Akhirnya, untuk menambah biaya produksi syuting di Bali, dia ngebon pada BPPN sebanyak Rp 250 juta. Film ini memang mengambil dua lokasi syuting, yakni di Bali dan Cirebon. Ternyata, ketika kru Slamet tiba di Bali, kurs hotel mencatat nilai Rp 16 ribu per dolar. Syuting tak bisa lagi mundur, terlebih kru film dari Prancis sudah datang. Sembari menjalani syuting, Slamet berpikir keras untuk mencari tambahan.
MENGAPA Telegram? Slamet Rahardjo memilih novel Telegram karya Putu Wijaya dengan pertimbangan dari sekian banyak karya sastra yang ditelurkan seniman asal Bali itu, novel ini mempunyai nilai universal dan warna etnis yang tak terlalu kentara. Kebetulan pula Telegram sudah diterjemahkan dan beredar di Prancis, sehingga karya ini relatif lebih mudah diterima. "Telegram sendiri merupakan idiom, di mana sesuatu yang tidak bicara banyak bisa begitu menentukan. Ada rasa takut atau misteri tertentu dari sebuah telegram," papar Slamet.

------------------------------------------------------------------------

** Tugas **
- 1) Menurut teks tentang film Telegram, berapa jumlah uang yang dipinjam Slamet dari BPPN untuk biaya syuting di Bali?
- 2) Lanjutkan teks tentang film Telegram, mulai sesudah kalimat terakhirnya.
Item-item di bawah tidak dipakai di sini.

** Bahan yang Disediakan **
------------------------------------------------------------------------

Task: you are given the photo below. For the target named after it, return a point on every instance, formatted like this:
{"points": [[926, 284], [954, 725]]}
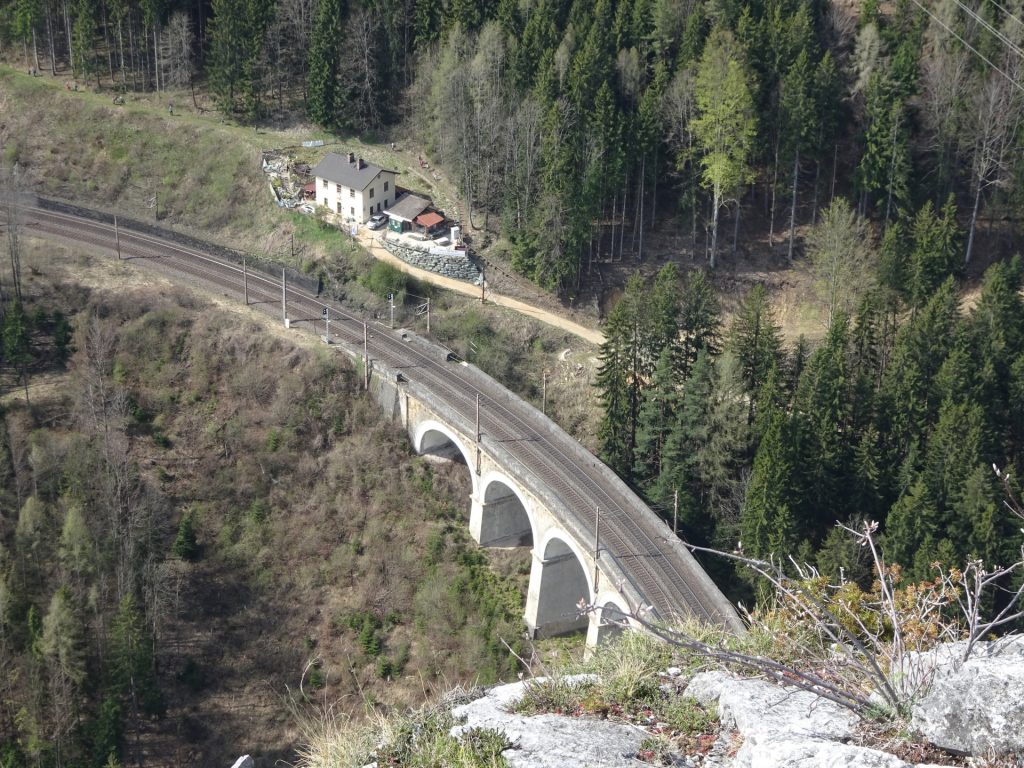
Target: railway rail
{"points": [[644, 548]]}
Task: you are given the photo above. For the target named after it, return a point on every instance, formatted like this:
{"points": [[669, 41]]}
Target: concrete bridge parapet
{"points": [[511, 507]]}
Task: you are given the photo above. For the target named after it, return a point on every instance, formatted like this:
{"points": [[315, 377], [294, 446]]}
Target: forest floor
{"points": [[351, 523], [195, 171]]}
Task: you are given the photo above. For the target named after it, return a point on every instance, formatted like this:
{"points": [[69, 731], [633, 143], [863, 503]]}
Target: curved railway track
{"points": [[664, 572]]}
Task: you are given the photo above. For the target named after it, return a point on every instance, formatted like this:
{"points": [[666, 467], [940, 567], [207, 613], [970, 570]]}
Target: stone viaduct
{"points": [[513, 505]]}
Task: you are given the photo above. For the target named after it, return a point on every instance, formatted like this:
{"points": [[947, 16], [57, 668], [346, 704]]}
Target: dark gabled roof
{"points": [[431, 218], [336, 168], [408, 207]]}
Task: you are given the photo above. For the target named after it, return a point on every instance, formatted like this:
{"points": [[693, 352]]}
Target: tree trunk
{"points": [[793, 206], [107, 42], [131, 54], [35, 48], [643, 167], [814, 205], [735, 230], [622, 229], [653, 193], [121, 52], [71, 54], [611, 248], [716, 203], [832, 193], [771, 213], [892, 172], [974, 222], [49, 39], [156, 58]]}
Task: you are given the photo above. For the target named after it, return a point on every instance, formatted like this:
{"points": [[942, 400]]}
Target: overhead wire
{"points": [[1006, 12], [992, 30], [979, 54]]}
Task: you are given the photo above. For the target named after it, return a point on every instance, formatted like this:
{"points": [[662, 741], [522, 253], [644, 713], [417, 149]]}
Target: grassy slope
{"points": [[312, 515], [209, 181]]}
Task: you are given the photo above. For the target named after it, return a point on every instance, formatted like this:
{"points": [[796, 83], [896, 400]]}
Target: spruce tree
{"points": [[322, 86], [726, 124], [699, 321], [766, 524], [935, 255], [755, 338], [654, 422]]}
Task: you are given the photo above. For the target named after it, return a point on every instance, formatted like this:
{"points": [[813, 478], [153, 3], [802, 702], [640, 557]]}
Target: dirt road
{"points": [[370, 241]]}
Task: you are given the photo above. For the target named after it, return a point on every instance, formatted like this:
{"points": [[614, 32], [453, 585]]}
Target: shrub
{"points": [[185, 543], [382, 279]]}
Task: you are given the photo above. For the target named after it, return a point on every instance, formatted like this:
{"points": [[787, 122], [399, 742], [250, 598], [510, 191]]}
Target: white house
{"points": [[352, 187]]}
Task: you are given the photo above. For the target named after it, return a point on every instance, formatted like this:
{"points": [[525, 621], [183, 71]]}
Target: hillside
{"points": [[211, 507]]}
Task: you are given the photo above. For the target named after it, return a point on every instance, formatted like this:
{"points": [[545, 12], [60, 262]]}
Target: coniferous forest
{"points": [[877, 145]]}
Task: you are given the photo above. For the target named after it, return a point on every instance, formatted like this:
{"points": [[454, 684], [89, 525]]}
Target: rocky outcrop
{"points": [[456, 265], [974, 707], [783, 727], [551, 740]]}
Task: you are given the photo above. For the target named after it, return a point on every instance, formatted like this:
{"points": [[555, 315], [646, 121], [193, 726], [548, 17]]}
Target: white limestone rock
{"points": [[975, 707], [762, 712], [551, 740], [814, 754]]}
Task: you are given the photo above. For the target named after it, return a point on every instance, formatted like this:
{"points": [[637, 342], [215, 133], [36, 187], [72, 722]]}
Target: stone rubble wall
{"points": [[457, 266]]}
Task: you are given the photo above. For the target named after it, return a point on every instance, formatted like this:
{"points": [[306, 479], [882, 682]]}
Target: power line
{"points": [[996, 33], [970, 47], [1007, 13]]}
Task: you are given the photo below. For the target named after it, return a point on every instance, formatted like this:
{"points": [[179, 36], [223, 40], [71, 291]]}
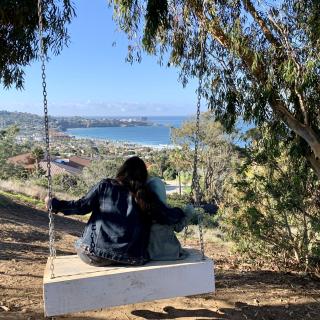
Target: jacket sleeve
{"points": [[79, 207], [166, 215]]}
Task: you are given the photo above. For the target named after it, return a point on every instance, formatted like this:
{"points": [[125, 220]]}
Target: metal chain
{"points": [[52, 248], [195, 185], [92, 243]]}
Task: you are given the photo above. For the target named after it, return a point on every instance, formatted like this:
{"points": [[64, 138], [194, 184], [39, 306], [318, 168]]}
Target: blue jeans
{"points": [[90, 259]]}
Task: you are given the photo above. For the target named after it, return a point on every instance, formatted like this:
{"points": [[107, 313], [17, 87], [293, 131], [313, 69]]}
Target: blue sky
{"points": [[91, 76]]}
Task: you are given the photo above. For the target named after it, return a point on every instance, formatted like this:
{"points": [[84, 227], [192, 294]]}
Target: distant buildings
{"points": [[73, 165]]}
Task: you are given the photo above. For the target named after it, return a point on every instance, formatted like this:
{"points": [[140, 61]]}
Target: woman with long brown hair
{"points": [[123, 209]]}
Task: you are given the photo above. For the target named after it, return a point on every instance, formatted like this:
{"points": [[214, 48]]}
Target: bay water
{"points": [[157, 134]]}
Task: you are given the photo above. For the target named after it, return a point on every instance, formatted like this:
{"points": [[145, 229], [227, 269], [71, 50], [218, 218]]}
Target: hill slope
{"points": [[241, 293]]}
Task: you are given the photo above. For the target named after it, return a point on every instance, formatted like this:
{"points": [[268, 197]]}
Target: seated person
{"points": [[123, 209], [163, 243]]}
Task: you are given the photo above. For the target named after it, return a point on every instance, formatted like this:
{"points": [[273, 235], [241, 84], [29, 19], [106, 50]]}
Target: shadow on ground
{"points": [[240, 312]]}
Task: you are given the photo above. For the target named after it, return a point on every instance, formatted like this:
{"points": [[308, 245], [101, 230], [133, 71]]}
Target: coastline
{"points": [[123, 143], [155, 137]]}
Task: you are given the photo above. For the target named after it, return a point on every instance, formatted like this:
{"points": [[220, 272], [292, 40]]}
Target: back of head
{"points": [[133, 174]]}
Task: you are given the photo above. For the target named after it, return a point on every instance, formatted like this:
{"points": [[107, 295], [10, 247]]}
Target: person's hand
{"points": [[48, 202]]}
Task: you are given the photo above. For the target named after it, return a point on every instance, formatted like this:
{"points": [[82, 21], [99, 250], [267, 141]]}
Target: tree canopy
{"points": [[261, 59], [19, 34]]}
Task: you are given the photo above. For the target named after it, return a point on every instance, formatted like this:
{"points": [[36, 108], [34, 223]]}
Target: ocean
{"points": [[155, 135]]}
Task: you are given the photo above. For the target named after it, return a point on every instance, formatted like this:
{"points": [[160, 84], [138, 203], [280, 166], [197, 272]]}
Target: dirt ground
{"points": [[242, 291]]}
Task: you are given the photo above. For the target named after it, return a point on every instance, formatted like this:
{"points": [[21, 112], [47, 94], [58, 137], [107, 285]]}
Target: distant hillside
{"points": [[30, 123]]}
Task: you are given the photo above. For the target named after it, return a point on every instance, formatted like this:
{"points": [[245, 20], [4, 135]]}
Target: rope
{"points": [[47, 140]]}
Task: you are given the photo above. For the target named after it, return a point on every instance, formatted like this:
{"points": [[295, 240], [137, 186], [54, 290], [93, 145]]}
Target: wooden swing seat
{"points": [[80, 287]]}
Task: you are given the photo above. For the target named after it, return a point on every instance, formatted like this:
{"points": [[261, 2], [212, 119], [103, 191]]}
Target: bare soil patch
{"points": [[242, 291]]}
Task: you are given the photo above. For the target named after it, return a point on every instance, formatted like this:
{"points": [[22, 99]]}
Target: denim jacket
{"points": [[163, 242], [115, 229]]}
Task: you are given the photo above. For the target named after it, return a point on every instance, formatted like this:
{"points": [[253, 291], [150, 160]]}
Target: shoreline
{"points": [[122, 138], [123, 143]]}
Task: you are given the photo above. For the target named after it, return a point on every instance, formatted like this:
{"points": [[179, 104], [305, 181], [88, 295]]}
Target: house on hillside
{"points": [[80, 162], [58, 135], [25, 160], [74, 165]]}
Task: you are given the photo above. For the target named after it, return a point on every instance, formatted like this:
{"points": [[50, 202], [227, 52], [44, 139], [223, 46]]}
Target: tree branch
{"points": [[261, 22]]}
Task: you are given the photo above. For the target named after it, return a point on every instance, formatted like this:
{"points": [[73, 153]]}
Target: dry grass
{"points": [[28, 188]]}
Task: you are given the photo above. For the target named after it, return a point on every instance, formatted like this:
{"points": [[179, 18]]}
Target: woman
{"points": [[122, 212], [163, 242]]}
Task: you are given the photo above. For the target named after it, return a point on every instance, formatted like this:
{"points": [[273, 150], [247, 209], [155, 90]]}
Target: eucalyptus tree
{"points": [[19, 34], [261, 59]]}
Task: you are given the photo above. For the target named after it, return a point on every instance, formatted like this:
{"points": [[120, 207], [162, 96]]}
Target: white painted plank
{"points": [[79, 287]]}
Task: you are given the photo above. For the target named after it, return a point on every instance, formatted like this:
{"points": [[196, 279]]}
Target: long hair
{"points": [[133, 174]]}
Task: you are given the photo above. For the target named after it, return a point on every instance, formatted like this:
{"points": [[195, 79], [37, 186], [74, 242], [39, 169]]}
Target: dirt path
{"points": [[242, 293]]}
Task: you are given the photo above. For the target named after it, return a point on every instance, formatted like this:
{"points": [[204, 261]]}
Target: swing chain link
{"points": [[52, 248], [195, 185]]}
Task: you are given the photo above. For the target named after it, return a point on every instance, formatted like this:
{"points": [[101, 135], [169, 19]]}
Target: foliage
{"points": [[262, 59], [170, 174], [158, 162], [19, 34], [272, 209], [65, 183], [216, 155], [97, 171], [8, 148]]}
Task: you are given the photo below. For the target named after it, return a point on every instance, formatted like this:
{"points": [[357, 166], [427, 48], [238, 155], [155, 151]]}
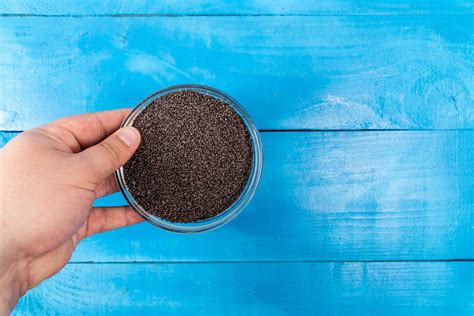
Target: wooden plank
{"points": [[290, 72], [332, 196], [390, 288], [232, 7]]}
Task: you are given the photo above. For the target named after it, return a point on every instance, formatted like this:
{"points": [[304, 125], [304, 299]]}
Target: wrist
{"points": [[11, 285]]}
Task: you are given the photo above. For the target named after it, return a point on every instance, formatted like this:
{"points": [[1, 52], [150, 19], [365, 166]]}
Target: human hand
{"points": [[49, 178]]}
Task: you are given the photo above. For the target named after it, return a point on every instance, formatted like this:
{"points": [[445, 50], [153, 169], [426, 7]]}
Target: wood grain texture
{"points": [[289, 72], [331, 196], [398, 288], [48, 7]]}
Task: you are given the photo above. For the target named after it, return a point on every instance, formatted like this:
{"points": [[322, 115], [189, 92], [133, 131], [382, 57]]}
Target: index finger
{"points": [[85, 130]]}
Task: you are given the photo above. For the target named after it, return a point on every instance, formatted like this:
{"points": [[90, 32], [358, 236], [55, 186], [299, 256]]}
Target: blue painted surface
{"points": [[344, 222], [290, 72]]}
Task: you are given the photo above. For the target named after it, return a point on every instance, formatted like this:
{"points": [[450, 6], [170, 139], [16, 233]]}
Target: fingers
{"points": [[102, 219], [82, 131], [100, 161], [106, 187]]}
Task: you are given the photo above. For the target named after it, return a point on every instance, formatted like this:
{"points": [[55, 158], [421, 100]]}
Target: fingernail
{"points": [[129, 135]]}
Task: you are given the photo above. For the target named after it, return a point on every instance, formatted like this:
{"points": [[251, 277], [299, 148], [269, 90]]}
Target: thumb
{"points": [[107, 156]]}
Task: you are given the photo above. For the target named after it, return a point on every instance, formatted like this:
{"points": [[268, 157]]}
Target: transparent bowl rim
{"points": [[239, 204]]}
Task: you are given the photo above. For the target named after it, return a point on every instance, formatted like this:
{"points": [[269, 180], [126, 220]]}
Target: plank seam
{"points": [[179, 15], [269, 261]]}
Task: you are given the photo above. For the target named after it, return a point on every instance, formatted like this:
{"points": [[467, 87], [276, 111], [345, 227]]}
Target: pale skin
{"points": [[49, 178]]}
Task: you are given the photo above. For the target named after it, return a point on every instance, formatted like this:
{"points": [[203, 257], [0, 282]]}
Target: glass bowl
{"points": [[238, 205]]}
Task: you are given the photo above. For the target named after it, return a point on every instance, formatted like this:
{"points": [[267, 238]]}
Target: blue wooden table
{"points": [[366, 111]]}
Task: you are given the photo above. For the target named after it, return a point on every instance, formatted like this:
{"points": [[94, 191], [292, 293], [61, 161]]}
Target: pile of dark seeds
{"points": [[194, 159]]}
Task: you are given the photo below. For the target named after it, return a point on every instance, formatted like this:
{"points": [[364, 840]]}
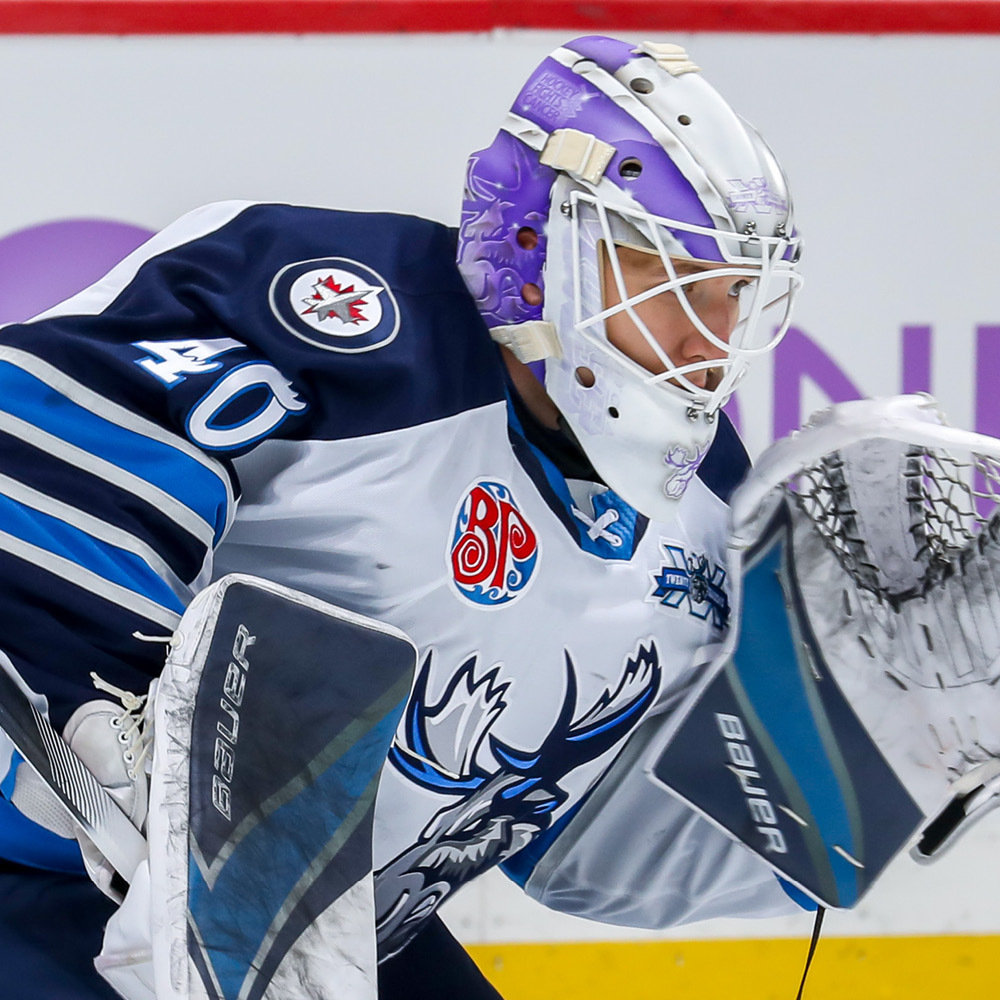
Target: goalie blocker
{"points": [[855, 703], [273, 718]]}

------------------------------------------------------------------------

** Jawaban Latihan **
- 1) Rp 250 juta.

- 2)
Kebetulan juga, seperti yang diutarakan Gotot Prakosa selaku produser eksekutif film ini, novel Telegram karya Putu Wijaya adalah satu dari delapan karya sastra Indonesia yang disukai di Prancis. Selanjutnya, Slamet meminta sang empunya novel menulis skenario film ini. Putu Wijaya menyanggupinya. Dalam waktu satu minggu, naskah itu sudah rampung. Ia tetap mempertahankan gaya surealis seperti yang terdapat dalam novelnya. Alasan Putu, market film ini tidak terbatas di masyarakat Indonesia, yang tampaknya memang akrab dengan kaidah realisme. Karena luasnya pangsa pasar, Putu Wijaya pun merasa lebih bebas memberi tafsir sinematografis.
"Akhir dari seluruh isi film ini bukanlah cerita, melainkan sebuah moralitas tentang kemanusiaan," demikian tutur Putu Wijaya. Namun, katanya, film ini tidak dimaksudkan sebagai ekspresi eksperimen belaka. Dalam membuat skenario itu, Putu tetap mengajak penonton melihat karya ini sebagai realitas sekalipun berupa mimpi.
Kerja sama dua nama besar dalam bidangnya masing-masing ini bukanlah yang pertama kali. Sebelumnya, mereka pernah bekerja sama dalam film Kembang Kertas. Toh, itu bukan berarti kerja mereka bisa berjalan lancar. Maklum, Putu Wijaya dan Slamet Rahardjo adalah nama besar di bidangnya. Putu besar di dunia teater dan drama, sementara Slamet besar di dunia teater dan film. Yang namanya kolaborasi, tentu, harus ada kompromi dan pengorbanan ego.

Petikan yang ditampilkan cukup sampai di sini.